<<<<

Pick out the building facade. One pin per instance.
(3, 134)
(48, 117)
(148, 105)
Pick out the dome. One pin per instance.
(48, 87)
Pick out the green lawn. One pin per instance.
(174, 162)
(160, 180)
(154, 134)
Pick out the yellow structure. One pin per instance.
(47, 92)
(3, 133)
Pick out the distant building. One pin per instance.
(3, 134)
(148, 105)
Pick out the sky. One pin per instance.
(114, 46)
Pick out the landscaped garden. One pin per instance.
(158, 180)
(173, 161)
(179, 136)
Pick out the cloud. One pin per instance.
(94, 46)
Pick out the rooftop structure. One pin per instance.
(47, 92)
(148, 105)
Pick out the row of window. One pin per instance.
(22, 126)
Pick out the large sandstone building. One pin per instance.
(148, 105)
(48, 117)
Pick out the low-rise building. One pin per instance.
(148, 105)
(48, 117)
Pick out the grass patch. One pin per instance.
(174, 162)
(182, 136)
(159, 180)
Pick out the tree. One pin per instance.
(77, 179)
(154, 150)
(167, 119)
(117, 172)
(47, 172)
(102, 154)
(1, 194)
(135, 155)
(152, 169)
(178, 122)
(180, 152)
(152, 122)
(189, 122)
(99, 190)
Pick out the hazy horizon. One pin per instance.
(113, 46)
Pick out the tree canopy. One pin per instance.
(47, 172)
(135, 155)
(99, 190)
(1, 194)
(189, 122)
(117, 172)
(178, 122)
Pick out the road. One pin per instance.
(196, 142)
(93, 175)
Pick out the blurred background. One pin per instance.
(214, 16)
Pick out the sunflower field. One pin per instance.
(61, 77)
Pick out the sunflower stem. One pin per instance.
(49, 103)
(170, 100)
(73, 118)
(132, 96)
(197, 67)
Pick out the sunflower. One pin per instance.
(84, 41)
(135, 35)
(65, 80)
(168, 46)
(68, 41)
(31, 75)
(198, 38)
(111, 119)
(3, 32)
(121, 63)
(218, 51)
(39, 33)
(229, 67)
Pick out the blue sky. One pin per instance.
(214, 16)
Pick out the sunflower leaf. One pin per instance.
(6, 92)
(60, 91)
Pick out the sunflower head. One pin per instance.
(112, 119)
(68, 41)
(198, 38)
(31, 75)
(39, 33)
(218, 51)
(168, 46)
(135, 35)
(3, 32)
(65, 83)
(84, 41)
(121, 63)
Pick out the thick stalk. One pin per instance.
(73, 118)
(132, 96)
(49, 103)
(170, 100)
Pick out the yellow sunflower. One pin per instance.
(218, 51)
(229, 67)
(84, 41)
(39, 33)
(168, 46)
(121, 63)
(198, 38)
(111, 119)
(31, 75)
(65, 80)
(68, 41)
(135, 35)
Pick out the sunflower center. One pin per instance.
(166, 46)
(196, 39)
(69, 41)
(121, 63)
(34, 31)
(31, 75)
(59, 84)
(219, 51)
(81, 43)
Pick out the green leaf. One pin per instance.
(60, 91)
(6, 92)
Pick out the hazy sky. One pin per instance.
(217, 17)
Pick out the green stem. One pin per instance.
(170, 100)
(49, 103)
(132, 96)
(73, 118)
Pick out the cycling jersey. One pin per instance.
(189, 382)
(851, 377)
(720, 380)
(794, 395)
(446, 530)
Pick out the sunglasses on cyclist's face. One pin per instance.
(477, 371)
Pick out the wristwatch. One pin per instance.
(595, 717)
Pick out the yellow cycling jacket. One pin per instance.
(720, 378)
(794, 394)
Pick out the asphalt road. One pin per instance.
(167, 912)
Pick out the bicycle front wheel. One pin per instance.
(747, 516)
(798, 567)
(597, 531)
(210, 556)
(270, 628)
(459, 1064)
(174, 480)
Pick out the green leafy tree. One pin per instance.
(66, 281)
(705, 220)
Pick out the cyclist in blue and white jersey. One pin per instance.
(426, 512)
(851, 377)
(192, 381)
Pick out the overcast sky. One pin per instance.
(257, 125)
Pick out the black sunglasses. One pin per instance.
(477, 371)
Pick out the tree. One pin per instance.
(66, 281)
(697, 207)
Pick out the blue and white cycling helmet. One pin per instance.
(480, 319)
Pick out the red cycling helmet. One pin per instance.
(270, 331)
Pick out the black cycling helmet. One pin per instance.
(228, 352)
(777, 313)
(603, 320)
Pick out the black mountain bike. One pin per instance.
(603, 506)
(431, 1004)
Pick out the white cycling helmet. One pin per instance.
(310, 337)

>>>>

■ Task brief
Send back each record exactly as it stands.

■ Solution for this task
Pick out the building facade. One pin per instance.
(3, 134)
(48, 117)
(148, 105)
Pick out the dome. One pin per instance.
(48, 87)
Pick out the green lawn. One pin per instance.
(174, 162)
(160, 180)
(154, 134)
Pick out the yellow structure. One pin per instance.
(47, 92)
(3, 133)
Pick out the distant building. One pin per instance.
(3, 134)
(148, 105)
Pick out the sky. One pin per instance.
(114, 46)
Pick out the landscaped garden. One pin per instance.
(158, 180)
(173, 161)
(179, 136)
Pick out the cloud. One pin per instance.
(94, 46)
Pick out the rooftop structure. One pin per instance.
(47, 92)
(148, 105)
Pick out the row of window. One pin per instance.
(22, 126)
Pick out the large sandstone building. One pin per instance.
(148, 105)
(48, 117)
Pick out the low-rise building. One pin per instance.
(148, 105)
(48, 117)
Pick out the grass patch. One pin per instance.
(174, 162)
(182, 136)
(159, 180)
Pick out the tree. One pin per instance.
(77, 179)
(154, 150)
(167, 119)
(117, 172)
(47, 172)
(102, 154)
(1, 194)
(135, 155)
(152, 169)
(178, 122)
(180, 152)
(152, 122)
(189, 122)
(99, 190)
Pick out the hazy horizon. One pin per instance.
(113, 46)
Pick out the tree canopy. One pin per instance.
(47, 172)
(135, 155)
(99, 190)
(1, 194)
(189, 122)
(117, 172)
(178, 122)
Pick out the road. One pin per instance.
(196, 142)
(93, 175)
Pick out the blurred background. One pin per instance.
(214, 16)
Pick out the sunflower field. One pin per instance.
(61, 77)
Pick out the sunflower stem. One pin per instance.
(49, 103)
(170, 100)
(73, 118)
(132, 96)
(197, 67)
Pick out the sunflower. One pin per instance.
(84, 41)
(135, 35)
(65, 80)
(168, 46)
(68, 41)
(31, 75)
(198, 38)
(111, 119)
(3, 32)
(121, 63)
(218, 51)
(39, 33)
(229, 67)
Pick out the blue sky. One pin per instance.
(214, 16)
Pick out the sunflower leaf. One pin per instance.
(6, 92)
(60, 91)
Pick out the sunflower head. One pin per instance.
(112, 119)
(68, 41)
(198, 38)
(31, 75)
(39, 33)
(218, 51)
(168, 46)
(135, 35)
(3, 32)
(65, 83)
(84, 41)
(121, 63)
Pick out the thick stalk. One pin per instance.
(73, 118)
(132, 96)
(49, 103)
(170, 100)
Pick out the yellow sunflower. One pin per instance.
(218, 51)
(229, 67)
(84, 41)
(39, 33)
(168, 46)
(121, 63)
(198, 38)
(111, 119)
(31, 75)
(65, 80)
(68, 41)
(135, 35)
Pick out the sunflower center. One pin per instance.
(166, 46)
(196, 39)
(69, 41)
(121, 63)
(34, 31)
(31, 75)
(59, 84)
(219, 51)
(81, 43)
Pick out the green leaf. One pin per instance.
(60, 91)
(6, 92)
Pick out the hazy sky. One pin per instance.
(217, 17)
Pick out the green stem. One pin per instance.
(170, 100)
(49, 103)
(132, 96)
(73, 118)
Pick out the cycling jersey. One pin per instance.
(189, 382)
(851, 377)
(720, 380)
(794, 395)
(446, 530)
Pick out the sunglasses on cyclist's face. One pin per instance.
(477, 371)
Pick out the wristwatch. One pin per instance.
(595, 717)
Pick out the yellow cycling jacket. One pin per instance.
(720, 378)
(794, 394)
Pick out the asphalt road. One pin per instance.
(167, 912)
Pick out the bicycle front wheel. One pin per instance.
(747, 516)
(798, 567)
(597, 531)
(210, 556)
(270, 628)
(459, 1064)
(174, 480)
Pick out the green leafy tree. One pin per instance.
(66, 281)
(705, 220)
Pick out the cyclist in blue and white jersey. One pin per instance.
(426, 512)
(851, 377)
(192, 381)
Pick out the overcast sky. One pin per instance.
(257, 125)
Pick out the black sunglasses. One pin per instance.
(477, 371)
Pick out the tree. One pin per instance.
(66, 281)
(697, 207)
Pick out the blue and white cycling helmet. One pin per instance.
(480, 319)
Pick out the red cycling helmet. One pin per instance.
(270, 331)
Pick out the black cycling helmet. One pin per instance.
(228, 352)
(777, 313)
(603, 320)
Pick out the black mountain bike. One pin per instance.
(603, 506)
(431, 1004)
Pick out the white cycling helmet. One pin per instance.
(310, 337)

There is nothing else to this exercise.